**Excerpt:**
Published on: September 7, 2019

9.4K

Area of Science:

  • Atomic and Molecular Physics
  • Quantum Mechanics
  • Strong Field Physics

Background:

  • Intense light exposure can cause valence electrons in diatomic molecules to tunnel or evolve adiabatically.
  • Ionization enhancement, where electrons tunnel from an upfield atom, is a key mechanism in molecular strong field ionization.
  • Adiabatic evolution of electron wave functions can lead to ionization from the downfield atom.

Purpose of the Study:

  • To introduce a novel method for quantifying the relative contributions of ionization enhancement and adiabatic ionization.
  • To investigate the dominant ionization pathway in diatomic molecules under intense laser fields.

Main Methods:

  • Development of a quantitative method to distinguish between ionization enhancement and adiabatic ionization.
  • Application of the method to experimental data of strong field ionization of N2 molecules using infrared laser light.
  • Analysis of measured electron momenta distributions.

**Direction A:** Retype the part of the ionization study summary that begins at the words "Published on: September" and ends after the words "or evolve adiabatically.".
**Direction B:**
Decide whether each statement agrees with the ionization study summary. Answer yes or no for each, and quote the words from the summary that decide it.
(i) The method was applied to experimental data on strong field ionization of N2 molecules exposed to infrared laser light.
(ii) Adiabatic evolution of electron wave functions can lead to ionization from the upfield atom.
(iii) In ionization enhancement, electrons tunnel from a downfield atom.
**Direction C:** Write what comes next in the ionization study summary, starting after its final sentence.
These records are drawn from a source separate from the ionization study summary.

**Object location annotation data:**

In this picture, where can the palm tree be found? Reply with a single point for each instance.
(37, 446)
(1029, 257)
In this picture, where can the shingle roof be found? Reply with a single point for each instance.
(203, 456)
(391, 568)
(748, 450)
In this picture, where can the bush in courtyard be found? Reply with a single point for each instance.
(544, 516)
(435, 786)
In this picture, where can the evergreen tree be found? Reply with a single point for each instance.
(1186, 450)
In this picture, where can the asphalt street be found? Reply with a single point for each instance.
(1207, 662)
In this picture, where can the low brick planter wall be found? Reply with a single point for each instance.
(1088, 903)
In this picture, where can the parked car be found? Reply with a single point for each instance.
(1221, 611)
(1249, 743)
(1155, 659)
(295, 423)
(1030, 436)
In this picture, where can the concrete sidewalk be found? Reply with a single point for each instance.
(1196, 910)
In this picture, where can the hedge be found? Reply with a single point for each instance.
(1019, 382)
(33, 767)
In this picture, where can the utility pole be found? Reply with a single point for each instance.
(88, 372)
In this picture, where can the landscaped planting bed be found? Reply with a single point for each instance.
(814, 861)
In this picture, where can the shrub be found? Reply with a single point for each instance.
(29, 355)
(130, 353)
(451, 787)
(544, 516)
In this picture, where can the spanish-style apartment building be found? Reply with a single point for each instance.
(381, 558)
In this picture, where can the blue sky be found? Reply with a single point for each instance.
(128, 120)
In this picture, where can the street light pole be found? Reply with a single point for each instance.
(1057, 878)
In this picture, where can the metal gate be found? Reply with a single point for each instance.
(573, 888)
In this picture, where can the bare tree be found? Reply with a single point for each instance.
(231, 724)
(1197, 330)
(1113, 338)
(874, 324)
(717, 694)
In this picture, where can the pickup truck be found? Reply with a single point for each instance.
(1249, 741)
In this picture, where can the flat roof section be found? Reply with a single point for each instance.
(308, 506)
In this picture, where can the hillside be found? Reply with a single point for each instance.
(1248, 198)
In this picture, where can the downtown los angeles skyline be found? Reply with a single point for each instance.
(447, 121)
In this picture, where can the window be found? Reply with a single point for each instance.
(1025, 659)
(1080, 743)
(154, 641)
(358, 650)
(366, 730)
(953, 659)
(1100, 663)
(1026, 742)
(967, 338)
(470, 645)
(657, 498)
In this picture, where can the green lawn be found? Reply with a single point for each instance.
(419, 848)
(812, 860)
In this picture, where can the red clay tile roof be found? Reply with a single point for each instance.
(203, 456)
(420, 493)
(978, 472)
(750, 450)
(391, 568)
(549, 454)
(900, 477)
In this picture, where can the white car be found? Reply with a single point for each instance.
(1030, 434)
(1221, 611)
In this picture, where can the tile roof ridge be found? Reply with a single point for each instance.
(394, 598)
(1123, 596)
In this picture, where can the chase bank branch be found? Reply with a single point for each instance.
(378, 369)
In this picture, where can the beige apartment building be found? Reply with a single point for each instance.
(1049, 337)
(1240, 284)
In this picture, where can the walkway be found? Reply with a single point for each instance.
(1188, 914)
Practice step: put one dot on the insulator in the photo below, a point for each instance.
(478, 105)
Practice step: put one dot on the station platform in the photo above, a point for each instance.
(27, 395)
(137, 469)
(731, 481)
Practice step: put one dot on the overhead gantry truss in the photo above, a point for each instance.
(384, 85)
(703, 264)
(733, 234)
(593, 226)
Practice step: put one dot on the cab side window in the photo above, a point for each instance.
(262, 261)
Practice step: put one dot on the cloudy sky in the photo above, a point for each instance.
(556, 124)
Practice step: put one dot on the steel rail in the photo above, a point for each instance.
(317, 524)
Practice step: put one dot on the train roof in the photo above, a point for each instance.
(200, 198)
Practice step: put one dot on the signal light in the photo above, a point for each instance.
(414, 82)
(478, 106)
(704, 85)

**Exercise response A:**
Published on: September 7, 2019

9.4K

Area of Science:

  • Atomic and Molecular Physics
  • Quantum Mechanics
  • Strong Field Physics

Background:

  • Intense light exposure can cause valence electrons in diatomic molecules to tunnel or evolve adiabatically.

**Exercise response B:**
(i) Yes: "Application of the method to experimental data of strong field ionization of N2 molecules using infrared laser light."
(ii) No: "Adiabatic evolution of electron wave functions can lead to ionization from the downfield atom."
(iii) No: "Ionization enhancement, where electrons tunnel from an upfield atom, is a key mechanism in molecular strong field ionization."

**Exercise response C:**
Main Results:

  • A ratio of approximately 2:1 was observed for electrons ionized from the downfield atom compared to the upfield atom in N2.
  • This indicates that adiabatic evolution of the bound state wave function is the predominant ionization pathway.
  • Ionization enhancement, a non-adiabatic process, still contributes to molecular ionization.

Conclusions:

  • The study demonstrates that adiabatic electron wave function evolution largely governs molecular ionization in strong fields.
  • The developed method provides a tool to analyze electron wave packet dynamics in diatomic molecules.
  • Understanding these processes is crucial for advancing the study of molecular ionization.